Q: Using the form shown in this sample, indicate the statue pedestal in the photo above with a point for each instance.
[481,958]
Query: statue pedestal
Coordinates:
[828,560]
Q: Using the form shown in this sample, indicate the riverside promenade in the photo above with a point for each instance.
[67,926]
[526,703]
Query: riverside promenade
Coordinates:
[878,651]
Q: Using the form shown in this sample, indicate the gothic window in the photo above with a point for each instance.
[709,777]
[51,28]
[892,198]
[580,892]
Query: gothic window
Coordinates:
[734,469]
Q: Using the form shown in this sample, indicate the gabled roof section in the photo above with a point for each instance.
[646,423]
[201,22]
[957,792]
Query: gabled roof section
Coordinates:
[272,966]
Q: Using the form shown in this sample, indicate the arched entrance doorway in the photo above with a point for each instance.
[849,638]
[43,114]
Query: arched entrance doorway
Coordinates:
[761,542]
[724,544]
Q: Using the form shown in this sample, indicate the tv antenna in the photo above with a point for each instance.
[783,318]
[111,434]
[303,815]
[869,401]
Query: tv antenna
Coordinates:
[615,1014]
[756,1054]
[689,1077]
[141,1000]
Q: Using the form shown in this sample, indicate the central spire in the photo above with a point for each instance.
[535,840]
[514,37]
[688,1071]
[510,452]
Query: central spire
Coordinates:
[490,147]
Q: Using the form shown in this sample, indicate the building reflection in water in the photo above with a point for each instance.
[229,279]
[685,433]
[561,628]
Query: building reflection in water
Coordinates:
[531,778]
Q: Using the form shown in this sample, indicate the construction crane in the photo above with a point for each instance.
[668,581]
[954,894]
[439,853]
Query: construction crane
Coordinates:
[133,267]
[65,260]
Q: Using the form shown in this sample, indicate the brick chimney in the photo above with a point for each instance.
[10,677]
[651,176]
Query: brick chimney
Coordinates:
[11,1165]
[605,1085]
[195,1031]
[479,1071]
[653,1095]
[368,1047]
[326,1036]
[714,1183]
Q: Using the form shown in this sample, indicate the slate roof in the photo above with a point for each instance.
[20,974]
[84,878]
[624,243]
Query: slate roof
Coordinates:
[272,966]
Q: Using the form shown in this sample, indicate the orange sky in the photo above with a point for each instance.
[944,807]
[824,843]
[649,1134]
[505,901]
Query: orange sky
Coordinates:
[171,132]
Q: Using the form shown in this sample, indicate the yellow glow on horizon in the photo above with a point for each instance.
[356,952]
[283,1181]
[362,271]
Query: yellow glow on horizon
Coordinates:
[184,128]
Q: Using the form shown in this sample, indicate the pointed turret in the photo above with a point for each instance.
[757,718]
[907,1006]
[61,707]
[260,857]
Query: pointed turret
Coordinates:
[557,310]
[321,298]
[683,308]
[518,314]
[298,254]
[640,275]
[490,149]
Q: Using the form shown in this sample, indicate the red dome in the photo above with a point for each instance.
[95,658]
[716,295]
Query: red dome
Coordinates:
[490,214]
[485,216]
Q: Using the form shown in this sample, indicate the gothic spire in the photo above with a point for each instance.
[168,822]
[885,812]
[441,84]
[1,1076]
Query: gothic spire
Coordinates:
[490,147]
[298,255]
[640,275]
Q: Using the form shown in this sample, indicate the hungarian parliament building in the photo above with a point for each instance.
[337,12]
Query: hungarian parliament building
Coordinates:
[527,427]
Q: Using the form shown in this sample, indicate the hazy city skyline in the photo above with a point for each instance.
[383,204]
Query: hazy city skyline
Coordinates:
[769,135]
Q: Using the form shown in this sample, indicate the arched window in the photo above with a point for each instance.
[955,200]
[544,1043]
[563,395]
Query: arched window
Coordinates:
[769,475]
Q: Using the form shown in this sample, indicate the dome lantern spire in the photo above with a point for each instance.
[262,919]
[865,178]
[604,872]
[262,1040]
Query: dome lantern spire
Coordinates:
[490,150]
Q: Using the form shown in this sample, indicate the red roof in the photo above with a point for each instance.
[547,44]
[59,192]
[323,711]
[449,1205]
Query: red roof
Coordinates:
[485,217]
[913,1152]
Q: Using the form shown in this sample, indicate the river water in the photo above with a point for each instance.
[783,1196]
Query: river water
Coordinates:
====
▶ WORK TO BE COMPLETED
In the listing above, find the line with "Query: hungarian parliament building" and the line with "Query: dome lantern spire", then print exactly those lines and every line between them.

▶ ANSWER BELOW
Query: hungarian parliament building
Coordinates:
[527,427]
Q: Using the form shown in this sample, indicate the hazy city skyline in the photo above with a point for each instance.
[383,204]
Query: hazy city skyline
Coordinates:
[769,135]
Q: Using the form shown in this sample, indicate the arched window in the photo above with a point for each instance.
[955,200]
[544,1043]
[563,395]
Query: arched window
Coordinates:
[769,475]
Q: Using the form shown in this sample, indicate the dome lantern spire in the photo above with a point for each instance.
[262,919]
[865,178]
[604,872]
[262,1040]
Query: dome lantern spire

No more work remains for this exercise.